Set task 1:
In the HTCondor upgrade post, which Condor version had the pool been running for years?
Set task 2:
Based on the HTCondor upgrade post, why did the sysadmin move the farm from Condor 7.7 to HTCondor 8.8 after keeping the old version for years?
Set task 3:
Resume the HTCondor upgrade post after its last line.

[Date Prev][Date Next][Thread Prev][Thread Next][Date Index][Thread Index]

[HTCondor-users] Going from Condor 7.7 to HTCondor 8.8



Background: I'm the sysadmin of a small CentOS 6 computing farm. For years our small condor pool was running Condor 7.7; higher versions offered no new features we needed. Then the user required a new (unrelated) software installation for which the old CentOS 5 condor 7.7 libraries were incompatible and they requested I upgrade to HTCondor 8.8.
From that point until now, I have not been able to get HTCondor 8.8 to fully 
run on the farm. My debugging steps included erasing the condor_config* files 
and replacing them with those from the RPMs and completely wiping the contents 
of LOCAL_DIR.
Where I'm at now: Although the condor services start up properly, I can't submit 
any jobs. The error is:
# condor_submit myfile.cmd
Submitting job(s)
ERROR: Failed to connect to local queue manager
SECMAN:2007:Failed to end classad message.

The results of web searches on this error have not helped. For the record:

- I've followed the instructions at <https://lists.cs.wisc.edu/archive/htcondor-users/2008-March/msg00178.shtml> multiple times. Since I had started with a fresh LOCAL_DIR, the file LOCAL_DIR/spool/job_queue.log had no invalid entries, but I gave it a try anyway.
- At present, the users are not submitting any condor jobs, so schedd is not busy.

- Schedd is running:

# ps -elf | grep schedd
4 S condor 60019 59973 0 80 0 - 13065 poll_s May22 ? 00:00:07 condor_schedd -f
- The firewall is off. Neither iptables nor netfilter is running. (Our site has 
Cisco firewall that I've configured to block off port 9618 from the outside, so 
I'm concerned.)
- nmap tells me that port 9618 on the CONDOR_HOST is open.

- The only error in SchedLog is
DC_AUTHENTICATE: Unable to reconcile!

Coordinate annotation material

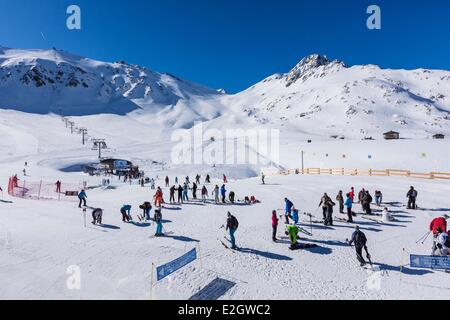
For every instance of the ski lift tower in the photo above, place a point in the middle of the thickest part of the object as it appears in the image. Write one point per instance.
(99, 145)
(83, 132)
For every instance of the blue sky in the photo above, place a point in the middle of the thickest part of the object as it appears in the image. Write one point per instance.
(233, 44)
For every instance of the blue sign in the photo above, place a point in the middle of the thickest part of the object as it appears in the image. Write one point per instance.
(170, 267)
(214, 290)
(430, 262)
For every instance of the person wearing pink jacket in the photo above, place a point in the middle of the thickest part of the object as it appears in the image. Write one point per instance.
(274, 225)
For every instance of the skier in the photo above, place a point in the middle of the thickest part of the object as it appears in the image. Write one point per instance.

Exercise result 1:
Condor 7.7.

Exercise result 2:
The pool stayed on Condor 7.7 because later versions offered no new features it needed. The upgrade came when the user required a new software installation that was incompatible with the old CentOS 5 Condor 7.7 libraries, and they requested the move to HTCondor 8.8.

Exercise result 3:
- I turned on debugging in condor_config.local:
  TOOL_DEBUG = D_ALL
  SUBMIT_DEBUG = D_ALL

and ran the job with
# condor_submit -debug myfile.cmd

I can post the results on request. I'm no expert, but the relevant lines appear to be:
05/23/19 15:57:02 (fd:5) (pid:863797) (D_SECURITY) SECMAN: command 1112 
QMGMT_WTE_CMD to schedd at <129.236.252.84:9618> from TCP port 19038 (blocking).
05/23/19 15:57:02 (fd:5) (pid:863797) (D_SECURITY) SECMAN:: default CLIENT 
meths: FS,KERBEROS,GSI,CLAIMTOBE
05/23/19 15:57:02 (fd:5) (pid:863797) (D_NETWORK) condor_write(fd=4 schedd at 
<9.236.252.84:9618>,,size=416,timeout=0,flags=0,non_blocking=0)
05/23/19 15:57:02 (fd:5) (pid:863797) (D_NETWORK) condor_read(fd=4 schedd at 
<1.236.252.84:9618>,,size=5,timeout=0,flags=0,non_blocking=0)
05/23/19 15:57:02 (fd:5) (pid:863797) (D_NETWORK) Stream::get(int) failed to re 
padding
05/23/19 15:57:02 (fd:5) (pid:863797) (D_ALWAYS) SECMAN: no classad from 
serverfailing

- The only non-default lines in the condor_config file are:

BIND_ALL_INTERFACES = TRUE
SEC_DEFAULT_AUTHENTICATION = NEVER


Is there anything else I can do?

Thanks!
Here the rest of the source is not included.